• _What you have to do_: Only the lines from the one with "of the thin" to the end of the data below should be returned, each exactly as it stands.

• _Provided entries_:

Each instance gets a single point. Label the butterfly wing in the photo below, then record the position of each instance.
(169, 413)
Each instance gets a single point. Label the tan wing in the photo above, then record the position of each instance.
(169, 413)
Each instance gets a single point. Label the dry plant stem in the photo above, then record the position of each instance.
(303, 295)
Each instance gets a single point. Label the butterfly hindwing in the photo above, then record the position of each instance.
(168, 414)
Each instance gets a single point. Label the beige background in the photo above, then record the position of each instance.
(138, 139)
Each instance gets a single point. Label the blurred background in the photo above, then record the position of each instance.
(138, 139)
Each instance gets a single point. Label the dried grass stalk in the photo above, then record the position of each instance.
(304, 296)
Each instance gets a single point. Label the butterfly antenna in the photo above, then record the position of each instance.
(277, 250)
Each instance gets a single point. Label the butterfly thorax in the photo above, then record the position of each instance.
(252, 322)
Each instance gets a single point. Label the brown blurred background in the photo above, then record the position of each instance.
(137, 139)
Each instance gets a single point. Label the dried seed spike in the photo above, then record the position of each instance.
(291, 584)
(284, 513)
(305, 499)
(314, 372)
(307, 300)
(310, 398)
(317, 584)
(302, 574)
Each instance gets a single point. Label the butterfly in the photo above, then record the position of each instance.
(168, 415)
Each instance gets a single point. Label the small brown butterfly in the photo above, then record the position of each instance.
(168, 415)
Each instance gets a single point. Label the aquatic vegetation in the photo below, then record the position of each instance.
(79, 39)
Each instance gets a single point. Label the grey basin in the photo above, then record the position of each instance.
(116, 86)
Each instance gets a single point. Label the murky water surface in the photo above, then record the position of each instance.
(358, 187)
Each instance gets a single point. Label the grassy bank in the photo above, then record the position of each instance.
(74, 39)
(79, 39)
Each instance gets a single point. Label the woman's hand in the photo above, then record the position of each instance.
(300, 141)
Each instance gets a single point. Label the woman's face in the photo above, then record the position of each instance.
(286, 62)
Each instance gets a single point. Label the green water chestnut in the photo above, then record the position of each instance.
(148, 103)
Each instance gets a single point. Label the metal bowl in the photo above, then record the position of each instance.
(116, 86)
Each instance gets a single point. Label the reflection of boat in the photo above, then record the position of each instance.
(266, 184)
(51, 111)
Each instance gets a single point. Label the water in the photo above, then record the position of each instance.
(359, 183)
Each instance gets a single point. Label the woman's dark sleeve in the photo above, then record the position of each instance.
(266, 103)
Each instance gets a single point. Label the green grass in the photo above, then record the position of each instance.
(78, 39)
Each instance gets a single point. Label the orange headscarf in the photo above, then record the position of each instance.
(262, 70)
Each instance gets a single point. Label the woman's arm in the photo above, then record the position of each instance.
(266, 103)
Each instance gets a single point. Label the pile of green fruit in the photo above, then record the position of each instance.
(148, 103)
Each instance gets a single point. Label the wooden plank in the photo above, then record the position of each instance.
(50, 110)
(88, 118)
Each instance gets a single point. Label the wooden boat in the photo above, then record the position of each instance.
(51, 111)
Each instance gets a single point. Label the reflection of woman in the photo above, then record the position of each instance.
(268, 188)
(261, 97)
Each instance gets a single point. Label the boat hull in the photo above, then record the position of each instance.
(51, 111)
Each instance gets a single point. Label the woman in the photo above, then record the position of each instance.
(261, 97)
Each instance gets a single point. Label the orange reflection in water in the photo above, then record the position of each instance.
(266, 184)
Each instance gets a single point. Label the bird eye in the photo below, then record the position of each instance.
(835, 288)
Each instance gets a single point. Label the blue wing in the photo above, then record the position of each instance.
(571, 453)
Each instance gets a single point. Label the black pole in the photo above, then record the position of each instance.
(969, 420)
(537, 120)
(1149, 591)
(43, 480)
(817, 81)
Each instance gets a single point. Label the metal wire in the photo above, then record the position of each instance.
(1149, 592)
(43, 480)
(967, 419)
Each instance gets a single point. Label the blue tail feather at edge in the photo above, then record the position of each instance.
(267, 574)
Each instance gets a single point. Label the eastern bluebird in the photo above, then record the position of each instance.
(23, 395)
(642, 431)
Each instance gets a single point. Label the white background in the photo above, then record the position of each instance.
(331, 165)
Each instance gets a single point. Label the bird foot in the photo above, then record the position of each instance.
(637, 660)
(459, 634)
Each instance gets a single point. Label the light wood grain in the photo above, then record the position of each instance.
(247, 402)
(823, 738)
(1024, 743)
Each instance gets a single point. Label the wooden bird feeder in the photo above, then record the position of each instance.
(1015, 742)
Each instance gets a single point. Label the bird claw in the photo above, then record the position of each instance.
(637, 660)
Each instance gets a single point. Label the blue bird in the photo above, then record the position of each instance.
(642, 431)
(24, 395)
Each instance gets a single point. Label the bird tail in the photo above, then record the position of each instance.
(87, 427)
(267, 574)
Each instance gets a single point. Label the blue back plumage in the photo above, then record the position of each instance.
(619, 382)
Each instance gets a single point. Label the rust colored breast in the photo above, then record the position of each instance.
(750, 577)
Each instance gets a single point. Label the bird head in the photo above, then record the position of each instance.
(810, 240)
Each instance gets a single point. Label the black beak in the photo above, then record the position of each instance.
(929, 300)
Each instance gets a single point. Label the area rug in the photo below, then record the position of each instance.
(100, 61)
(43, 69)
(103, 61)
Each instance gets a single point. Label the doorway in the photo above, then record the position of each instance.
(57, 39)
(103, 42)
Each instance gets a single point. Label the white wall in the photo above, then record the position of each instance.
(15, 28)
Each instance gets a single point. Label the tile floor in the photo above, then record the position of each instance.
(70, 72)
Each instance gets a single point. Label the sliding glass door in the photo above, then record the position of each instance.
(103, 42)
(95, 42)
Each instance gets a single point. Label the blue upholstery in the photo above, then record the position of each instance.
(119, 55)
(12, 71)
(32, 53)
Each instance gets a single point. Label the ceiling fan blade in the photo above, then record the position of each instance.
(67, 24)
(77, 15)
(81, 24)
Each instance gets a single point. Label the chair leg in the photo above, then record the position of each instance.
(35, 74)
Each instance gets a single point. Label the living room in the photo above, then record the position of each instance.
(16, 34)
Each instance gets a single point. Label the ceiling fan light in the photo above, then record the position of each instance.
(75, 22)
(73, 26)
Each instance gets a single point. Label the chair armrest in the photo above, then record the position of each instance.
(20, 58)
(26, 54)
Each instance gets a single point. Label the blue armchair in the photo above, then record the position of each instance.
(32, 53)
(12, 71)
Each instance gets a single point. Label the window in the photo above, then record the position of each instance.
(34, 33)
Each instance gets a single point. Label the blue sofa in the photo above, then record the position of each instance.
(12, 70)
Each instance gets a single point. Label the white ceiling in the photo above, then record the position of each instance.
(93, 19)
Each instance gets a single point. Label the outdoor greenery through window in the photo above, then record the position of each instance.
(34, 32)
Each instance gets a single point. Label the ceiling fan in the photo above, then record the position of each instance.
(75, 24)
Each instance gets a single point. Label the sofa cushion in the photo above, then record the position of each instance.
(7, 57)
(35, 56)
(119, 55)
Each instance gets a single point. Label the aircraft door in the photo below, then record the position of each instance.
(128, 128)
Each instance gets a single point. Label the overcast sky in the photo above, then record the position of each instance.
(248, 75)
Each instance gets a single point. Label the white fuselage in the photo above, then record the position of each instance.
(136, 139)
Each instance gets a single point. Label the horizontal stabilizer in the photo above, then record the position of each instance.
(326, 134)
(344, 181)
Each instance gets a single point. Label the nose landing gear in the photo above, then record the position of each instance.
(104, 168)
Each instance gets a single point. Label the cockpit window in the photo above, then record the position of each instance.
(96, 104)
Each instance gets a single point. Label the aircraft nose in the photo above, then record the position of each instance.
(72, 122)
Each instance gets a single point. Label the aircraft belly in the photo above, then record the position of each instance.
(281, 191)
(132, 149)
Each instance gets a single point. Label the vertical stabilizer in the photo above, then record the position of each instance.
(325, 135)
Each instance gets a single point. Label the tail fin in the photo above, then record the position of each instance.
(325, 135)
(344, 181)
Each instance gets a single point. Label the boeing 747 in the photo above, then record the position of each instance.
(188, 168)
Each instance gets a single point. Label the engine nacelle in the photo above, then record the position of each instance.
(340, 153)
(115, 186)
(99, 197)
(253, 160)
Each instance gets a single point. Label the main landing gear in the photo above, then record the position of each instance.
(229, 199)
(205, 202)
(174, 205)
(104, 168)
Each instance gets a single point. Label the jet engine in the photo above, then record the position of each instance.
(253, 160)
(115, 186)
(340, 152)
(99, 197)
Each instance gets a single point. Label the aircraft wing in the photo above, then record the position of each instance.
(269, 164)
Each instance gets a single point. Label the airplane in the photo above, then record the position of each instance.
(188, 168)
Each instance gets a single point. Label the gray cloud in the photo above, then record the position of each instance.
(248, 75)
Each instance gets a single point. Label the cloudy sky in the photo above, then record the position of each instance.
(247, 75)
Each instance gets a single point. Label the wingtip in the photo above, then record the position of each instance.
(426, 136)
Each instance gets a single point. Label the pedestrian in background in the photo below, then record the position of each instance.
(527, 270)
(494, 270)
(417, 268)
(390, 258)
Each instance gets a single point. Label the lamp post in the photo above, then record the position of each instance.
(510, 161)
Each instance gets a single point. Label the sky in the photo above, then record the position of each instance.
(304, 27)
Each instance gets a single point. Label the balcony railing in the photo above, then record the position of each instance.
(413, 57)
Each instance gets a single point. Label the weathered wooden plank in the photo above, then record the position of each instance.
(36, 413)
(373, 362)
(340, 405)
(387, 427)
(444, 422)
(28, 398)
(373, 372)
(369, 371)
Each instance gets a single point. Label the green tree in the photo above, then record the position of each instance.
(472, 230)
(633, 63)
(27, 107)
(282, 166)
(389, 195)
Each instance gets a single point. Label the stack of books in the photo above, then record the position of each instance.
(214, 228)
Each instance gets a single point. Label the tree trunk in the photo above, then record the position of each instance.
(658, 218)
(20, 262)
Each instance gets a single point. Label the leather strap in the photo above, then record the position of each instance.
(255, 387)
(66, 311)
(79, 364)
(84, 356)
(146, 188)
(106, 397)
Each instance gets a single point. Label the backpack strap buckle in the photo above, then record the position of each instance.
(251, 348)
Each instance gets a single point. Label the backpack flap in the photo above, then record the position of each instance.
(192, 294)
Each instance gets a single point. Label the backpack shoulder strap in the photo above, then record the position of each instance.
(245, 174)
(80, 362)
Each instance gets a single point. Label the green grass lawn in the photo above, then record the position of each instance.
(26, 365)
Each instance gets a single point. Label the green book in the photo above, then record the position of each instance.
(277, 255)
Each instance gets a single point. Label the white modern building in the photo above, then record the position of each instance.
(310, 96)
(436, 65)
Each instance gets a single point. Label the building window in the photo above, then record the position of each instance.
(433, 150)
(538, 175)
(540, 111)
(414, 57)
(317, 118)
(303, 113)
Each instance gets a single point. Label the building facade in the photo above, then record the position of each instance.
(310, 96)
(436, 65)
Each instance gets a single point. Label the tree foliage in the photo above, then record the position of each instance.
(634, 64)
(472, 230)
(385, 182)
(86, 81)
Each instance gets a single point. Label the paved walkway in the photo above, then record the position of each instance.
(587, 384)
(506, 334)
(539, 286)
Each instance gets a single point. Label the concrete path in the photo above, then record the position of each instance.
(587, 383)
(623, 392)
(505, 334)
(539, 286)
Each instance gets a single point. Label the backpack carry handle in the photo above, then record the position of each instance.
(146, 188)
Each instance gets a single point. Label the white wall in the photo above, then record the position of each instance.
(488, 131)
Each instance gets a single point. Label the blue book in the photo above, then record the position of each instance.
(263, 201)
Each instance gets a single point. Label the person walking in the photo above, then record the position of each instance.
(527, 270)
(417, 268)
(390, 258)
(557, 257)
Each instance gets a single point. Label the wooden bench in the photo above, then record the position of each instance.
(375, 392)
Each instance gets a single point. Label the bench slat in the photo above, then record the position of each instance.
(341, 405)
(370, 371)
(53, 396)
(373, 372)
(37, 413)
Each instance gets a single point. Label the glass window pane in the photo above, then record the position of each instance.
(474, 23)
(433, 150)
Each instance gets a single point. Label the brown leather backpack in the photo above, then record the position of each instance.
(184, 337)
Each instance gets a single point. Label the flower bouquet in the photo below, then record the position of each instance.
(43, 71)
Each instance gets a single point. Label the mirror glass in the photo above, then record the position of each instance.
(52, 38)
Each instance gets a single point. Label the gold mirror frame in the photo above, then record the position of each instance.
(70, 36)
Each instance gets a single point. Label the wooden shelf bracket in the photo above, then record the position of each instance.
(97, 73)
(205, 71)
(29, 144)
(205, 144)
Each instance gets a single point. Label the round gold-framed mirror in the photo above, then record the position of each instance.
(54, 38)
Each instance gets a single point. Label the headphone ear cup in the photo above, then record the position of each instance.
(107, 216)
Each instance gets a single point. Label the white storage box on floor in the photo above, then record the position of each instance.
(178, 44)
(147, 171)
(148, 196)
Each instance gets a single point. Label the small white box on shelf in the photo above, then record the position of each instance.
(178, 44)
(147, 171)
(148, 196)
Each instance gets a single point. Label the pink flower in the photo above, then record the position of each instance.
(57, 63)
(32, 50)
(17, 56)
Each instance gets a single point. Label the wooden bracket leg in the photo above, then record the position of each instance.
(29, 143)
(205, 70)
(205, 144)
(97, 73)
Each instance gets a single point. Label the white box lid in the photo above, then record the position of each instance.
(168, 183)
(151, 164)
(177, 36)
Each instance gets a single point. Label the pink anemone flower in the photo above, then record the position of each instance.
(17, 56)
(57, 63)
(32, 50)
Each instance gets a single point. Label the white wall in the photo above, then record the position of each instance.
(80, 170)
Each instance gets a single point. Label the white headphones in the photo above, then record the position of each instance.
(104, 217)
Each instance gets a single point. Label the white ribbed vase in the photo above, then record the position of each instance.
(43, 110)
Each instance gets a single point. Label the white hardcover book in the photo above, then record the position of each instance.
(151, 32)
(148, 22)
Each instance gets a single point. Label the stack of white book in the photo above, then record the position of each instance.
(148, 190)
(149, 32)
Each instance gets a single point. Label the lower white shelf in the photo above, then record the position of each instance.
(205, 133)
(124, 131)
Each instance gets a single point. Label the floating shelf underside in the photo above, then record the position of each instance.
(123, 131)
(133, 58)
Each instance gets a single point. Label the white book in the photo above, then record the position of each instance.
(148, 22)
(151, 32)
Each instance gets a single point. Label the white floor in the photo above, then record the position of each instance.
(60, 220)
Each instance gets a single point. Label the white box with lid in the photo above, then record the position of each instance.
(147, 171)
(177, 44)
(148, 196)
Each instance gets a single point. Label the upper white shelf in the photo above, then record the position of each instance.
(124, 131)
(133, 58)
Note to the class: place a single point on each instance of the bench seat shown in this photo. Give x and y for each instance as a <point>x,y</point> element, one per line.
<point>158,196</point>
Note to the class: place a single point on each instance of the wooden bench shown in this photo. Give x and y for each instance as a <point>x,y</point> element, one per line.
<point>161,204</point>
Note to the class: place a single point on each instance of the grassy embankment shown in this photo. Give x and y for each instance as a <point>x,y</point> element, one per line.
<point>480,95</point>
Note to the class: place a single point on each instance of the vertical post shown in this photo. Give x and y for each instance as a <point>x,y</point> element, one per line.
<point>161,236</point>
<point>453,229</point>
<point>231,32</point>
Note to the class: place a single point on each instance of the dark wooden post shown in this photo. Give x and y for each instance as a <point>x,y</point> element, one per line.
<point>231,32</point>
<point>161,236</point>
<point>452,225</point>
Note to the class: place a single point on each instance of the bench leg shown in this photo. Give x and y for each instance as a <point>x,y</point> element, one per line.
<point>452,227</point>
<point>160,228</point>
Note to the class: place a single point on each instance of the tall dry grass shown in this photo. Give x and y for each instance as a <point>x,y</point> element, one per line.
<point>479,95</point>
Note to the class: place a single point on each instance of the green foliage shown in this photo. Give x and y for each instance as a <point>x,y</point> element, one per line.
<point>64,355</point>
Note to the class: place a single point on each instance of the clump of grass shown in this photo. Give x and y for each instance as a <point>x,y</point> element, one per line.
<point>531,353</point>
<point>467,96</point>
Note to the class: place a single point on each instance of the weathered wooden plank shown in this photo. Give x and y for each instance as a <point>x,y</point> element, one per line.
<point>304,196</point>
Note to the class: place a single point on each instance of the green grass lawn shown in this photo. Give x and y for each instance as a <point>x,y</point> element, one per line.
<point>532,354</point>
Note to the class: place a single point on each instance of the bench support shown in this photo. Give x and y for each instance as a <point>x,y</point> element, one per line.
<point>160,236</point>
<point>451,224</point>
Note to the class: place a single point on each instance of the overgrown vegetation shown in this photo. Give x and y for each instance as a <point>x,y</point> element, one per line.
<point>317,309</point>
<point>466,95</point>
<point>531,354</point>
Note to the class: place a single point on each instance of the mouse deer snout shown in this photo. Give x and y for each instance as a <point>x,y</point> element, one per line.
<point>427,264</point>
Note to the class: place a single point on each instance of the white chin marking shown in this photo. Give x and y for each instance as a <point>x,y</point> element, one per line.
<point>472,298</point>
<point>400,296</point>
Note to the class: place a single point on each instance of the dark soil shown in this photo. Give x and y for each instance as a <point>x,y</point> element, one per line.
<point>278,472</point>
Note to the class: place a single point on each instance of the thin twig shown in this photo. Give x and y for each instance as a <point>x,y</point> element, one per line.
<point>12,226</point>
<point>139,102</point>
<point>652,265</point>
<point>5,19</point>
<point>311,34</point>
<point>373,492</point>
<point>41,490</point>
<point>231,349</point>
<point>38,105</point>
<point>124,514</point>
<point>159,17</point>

• _Reply_:
Note to the class: place a single point on each instance of the thin twig shown in this photo. Give x and y for each instance as a <point>x,y</point> element, one per line.
<point>12,226</point>
<point>139,102</point>
<point>652,265</point>
<point>5,19</point>
<point>311,34</point>
<point>373,492</point>
<point>41,490</point>
<point>231,349</point>
<point>38,105</point>
<point>124,514</point>
<point>159,17</point>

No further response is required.